▸ Requirement
Write out exactly, please, the lines from the one containing "If you would be so good as to mark the small" to the end of the material.

--- START Dataset rows ---

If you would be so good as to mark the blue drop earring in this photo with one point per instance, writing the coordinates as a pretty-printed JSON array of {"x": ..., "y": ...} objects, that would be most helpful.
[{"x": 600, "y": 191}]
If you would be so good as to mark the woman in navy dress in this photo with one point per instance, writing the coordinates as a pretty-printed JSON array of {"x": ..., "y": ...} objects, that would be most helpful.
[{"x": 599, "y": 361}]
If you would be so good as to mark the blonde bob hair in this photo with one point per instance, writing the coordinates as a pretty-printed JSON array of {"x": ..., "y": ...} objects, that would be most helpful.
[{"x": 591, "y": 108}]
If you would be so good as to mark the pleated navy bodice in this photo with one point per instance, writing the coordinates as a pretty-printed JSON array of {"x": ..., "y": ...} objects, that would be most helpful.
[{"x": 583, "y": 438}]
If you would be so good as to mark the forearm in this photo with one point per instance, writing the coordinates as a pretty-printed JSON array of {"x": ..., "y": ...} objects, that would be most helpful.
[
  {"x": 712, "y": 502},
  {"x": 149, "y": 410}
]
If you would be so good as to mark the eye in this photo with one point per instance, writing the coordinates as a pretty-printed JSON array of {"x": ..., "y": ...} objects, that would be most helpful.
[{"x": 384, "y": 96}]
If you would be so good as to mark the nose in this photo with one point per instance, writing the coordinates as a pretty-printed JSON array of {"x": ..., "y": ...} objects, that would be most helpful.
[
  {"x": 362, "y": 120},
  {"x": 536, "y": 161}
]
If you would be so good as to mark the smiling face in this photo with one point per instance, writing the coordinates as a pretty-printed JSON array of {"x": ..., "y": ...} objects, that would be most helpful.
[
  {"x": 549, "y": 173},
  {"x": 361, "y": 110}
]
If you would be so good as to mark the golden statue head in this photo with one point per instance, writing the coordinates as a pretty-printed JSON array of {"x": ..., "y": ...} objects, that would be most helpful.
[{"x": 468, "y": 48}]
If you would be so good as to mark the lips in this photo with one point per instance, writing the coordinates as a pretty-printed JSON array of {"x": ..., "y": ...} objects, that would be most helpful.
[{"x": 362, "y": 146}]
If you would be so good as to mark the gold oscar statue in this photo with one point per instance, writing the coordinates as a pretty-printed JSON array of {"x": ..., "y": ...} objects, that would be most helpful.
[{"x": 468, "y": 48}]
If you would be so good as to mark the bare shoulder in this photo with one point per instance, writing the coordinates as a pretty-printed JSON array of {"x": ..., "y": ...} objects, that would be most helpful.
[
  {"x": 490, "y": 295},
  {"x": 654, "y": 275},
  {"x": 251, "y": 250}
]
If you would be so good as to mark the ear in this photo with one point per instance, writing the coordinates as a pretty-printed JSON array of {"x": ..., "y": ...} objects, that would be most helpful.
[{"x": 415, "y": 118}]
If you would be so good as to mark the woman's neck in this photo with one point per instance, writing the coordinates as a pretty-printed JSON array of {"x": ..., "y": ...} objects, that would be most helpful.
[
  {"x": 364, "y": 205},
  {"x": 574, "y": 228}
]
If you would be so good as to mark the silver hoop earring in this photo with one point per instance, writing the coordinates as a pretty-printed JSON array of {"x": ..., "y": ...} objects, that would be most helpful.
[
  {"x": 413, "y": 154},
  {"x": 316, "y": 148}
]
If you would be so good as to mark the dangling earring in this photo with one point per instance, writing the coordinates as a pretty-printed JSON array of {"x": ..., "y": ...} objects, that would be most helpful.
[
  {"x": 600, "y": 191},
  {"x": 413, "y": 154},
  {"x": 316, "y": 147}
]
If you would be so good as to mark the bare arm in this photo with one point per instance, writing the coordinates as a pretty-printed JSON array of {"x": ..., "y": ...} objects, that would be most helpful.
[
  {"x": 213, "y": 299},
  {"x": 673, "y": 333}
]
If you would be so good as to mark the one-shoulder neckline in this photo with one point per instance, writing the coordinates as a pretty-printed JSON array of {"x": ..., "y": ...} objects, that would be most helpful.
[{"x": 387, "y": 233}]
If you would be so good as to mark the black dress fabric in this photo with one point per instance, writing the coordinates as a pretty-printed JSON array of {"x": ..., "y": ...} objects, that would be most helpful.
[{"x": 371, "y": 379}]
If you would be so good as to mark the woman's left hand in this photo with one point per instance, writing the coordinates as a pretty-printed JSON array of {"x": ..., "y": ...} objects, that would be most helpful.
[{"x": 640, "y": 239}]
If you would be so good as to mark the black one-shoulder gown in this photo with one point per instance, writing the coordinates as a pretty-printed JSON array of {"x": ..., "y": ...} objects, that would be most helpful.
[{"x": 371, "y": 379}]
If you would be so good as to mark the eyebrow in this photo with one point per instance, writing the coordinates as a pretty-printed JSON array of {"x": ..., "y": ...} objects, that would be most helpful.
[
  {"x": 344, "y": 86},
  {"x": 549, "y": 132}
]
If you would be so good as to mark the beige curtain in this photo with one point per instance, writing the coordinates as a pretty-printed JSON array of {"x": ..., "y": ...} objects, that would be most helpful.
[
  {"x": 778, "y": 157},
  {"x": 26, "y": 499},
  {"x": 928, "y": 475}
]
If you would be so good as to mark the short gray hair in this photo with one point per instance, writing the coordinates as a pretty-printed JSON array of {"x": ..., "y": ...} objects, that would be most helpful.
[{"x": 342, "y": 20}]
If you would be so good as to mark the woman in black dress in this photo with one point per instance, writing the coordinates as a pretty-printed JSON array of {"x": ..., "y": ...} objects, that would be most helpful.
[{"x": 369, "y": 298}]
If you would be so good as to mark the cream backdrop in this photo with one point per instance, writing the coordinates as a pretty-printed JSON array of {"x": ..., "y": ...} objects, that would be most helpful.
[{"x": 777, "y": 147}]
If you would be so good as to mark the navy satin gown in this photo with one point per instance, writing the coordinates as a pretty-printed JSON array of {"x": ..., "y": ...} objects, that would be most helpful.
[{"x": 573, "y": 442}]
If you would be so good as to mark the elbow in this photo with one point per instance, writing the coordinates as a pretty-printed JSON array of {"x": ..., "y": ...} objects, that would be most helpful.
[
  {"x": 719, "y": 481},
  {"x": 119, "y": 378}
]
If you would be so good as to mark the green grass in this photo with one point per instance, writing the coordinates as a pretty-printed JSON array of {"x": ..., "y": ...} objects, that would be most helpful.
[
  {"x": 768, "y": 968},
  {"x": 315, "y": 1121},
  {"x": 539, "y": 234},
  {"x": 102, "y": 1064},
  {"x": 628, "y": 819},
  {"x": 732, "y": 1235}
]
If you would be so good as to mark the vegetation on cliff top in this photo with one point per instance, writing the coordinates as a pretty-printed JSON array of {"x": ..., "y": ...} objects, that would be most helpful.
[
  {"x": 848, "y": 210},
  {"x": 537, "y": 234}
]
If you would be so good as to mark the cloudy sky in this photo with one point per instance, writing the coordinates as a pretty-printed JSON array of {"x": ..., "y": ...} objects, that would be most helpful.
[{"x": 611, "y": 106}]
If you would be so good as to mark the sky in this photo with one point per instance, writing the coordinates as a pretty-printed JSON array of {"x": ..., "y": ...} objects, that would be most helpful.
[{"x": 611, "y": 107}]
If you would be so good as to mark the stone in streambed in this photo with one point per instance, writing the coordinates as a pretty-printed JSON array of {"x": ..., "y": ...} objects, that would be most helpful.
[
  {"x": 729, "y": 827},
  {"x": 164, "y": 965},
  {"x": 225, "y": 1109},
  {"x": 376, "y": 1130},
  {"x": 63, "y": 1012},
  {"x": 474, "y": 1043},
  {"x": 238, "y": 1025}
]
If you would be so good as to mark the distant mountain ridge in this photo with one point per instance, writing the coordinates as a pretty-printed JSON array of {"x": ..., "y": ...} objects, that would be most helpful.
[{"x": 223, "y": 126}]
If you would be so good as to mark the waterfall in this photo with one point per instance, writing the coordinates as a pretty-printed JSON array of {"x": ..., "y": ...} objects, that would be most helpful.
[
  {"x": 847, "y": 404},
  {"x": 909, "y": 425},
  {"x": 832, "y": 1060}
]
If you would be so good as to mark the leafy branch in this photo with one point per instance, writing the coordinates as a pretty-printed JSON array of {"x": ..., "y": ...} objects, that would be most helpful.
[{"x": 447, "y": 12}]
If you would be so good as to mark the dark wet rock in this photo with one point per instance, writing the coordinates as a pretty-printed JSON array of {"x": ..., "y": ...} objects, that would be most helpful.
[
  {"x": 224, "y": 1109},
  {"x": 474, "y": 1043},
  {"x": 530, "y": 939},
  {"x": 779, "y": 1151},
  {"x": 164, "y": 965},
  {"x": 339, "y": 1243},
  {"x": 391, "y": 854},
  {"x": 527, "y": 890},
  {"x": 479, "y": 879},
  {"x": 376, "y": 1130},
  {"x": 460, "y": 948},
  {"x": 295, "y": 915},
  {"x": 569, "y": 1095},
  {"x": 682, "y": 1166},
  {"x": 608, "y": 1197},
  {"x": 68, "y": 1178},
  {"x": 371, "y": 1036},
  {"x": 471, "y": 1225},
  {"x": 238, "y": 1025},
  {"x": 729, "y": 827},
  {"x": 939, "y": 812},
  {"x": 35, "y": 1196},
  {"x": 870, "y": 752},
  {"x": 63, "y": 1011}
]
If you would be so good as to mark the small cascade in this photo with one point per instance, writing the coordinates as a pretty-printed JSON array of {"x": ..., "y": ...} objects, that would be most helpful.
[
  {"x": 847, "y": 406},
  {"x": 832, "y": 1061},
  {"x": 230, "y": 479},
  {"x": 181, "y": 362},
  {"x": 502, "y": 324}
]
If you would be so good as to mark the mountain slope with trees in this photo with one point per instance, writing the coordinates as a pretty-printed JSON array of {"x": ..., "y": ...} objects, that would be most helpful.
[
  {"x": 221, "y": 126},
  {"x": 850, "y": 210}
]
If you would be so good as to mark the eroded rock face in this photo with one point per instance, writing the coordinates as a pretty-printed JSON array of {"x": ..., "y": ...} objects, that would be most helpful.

--- END Dataset rows ---

▸ Task answer
If you would be so good as to mark the small cascade in this photo with one point per instance, writing the coordinates as a pretty-printed JSON array of {"x": ..., "y": ...} objects, that would be most helpful.
[
  {"x": 847, "y": 406},
  {"x": 832, "y": 1061},
  {"x": 230, "y": 479},
  {"x": 181, "y": 362},
  {"x": 502, "y": 324}
]
If you would be so good as to mark the mountain slope with trees in this photo with one point per instance, writing the coordinates as a pretty-printed JSON array of {"x": ..., "y": ...} objects, that would be most helpful.
[
  {"x": 221, "y": 126},
  {"x": 850, "y": 210}
]
If you would be so good as to mark the eroded rock face in this photo with one point per instance, writing the coordinates as a pretty-printed JSON array of {"x": ..., "y": ...} objects, that would be most helpful.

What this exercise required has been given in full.